#### ANGEZEIGTER TEXT ####
"Tatort"-Darsteller:Tukur gegen das Wo-waren-Sie-gestern-Abend-Einerlei

Tatort "Im Schmerz geboren" mit Ulrich Tukur

Preisgekrönt: Ulrich Tukur in der Tatort-Episode "Im Schmerz geboren".

(Foto: dpa)

Ulrich Tukur hat oft Nazis gespielt. Wann immer er im "Tatort" auftaucht, geht es nicht ganz so ernst zu.

Von Katharina Riehl

In diesem schön verrückten Tatort, in dem Ulrich Tukur am Sonntag sich selbst spielte, gibt es eine besonders schöne und verrückte Szene: Tukur, der Tatort-Schauspieler, der während der Dreharbeiten selbst unter Mordverdacht gerät, kann das Telefonat seiner Krimi-Kollegin Barbara Philipp belauschen. Die zetert auf dem Balkon ziemlich engagiert in ihr Handy hinein, sie will endlich eine ordentliche Rolle, endlich einen Preis gewinnen. Ob es nicht mal einen schönen Nazi-Film für sie gebe? Und dann: "Du, der Tukur darf einen Nazi nach dem anderen spielen, und dem werden die Preise hinterhergeschmissen."
#### INFORMATIONEN ####
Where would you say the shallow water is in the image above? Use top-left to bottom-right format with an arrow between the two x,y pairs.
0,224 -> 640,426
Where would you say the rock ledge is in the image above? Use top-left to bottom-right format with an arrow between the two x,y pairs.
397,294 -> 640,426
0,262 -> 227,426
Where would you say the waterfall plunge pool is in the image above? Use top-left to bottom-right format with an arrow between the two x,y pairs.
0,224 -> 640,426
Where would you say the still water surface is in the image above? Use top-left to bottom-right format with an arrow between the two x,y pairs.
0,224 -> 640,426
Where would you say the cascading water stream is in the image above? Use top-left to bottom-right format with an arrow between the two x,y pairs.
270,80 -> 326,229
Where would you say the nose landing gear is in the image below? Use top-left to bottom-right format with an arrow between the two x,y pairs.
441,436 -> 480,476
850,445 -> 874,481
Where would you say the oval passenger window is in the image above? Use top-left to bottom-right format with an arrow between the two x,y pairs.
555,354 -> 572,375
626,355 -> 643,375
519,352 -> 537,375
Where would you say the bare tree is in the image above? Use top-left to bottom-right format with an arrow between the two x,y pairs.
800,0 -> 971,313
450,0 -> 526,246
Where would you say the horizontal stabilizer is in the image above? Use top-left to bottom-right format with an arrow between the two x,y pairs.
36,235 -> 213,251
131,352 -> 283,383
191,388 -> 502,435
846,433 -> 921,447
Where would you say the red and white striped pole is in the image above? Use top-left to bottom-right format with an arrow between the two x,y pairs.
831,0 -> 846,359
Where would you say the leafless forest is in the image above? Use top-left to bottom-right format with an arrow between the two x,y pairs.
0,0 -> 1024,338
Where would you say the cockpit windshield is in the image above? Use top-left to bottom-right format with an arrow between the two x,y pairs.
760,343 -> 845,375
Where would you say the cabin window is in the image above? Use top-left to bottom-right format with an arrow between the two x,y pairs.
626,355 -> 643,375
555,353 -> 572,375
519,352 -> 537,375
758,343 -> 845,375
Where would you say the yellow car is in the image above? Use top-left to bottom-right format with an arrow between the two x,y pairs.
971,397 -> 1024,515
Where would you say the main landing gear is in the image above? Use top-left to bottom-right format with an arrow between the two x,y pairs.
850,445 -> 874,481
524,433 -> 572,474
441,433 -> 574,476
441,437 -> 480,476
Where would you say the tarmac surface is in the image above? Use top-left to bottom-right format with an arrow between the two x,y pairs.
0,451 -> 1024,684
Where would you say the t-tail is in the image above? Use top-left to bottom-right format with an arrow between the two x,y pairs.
####
● **ANFORDERUNG**:
Schreiben Sie den Artikel über Ulrich Tukur im „Tatort“ vollständig und unverändert ab. Die Einträge werden hier nicht benötigt.

● **ANTWORT**:
"Tatort"-Darsteller:Tukur gegen das Wo-waren-Sie-gestern-Abend-Einerlei

Tatort "Im Schmerz geboren" mit Ulrich Tukur

Preisgekrönt: Ulrich Tukur in der Tatort-Episode "Im Schmerz geboren".

(Foto: dpa)

Ulrich Tukur hat oft Nazis gespielt. Wann immer er im "Tatort" auftaucht, geht es nicht ganz so ernst zu.

Von Katharina Riehl

In diesem schön verrückten Tatort, in dem Ulrich Tukur am Sonntag sich selbst spielte, gibt es eine besonders schöne und verrückte Szene: Tukur, der Tatort-Schauspieler, der während der Dreharbeiten selbst unter Mordverdacht gerät, kann das Telefonat seiner Krimi-Kollegin Barbara Philipp belauschen. Die zetert auf dem Balkon ziemlich engagiert in ihr Handy hinein, sie will endlich eine ordentliche Rolle, endlich einen Preis gewinnen. Ob es nicht mal einen schönen Nazi-Film für sie gebe? Und dann: "Du, der Tukur darf einen Nazi nach dem anderen spielen, und dem werden die Preise hinterhergeschmissen."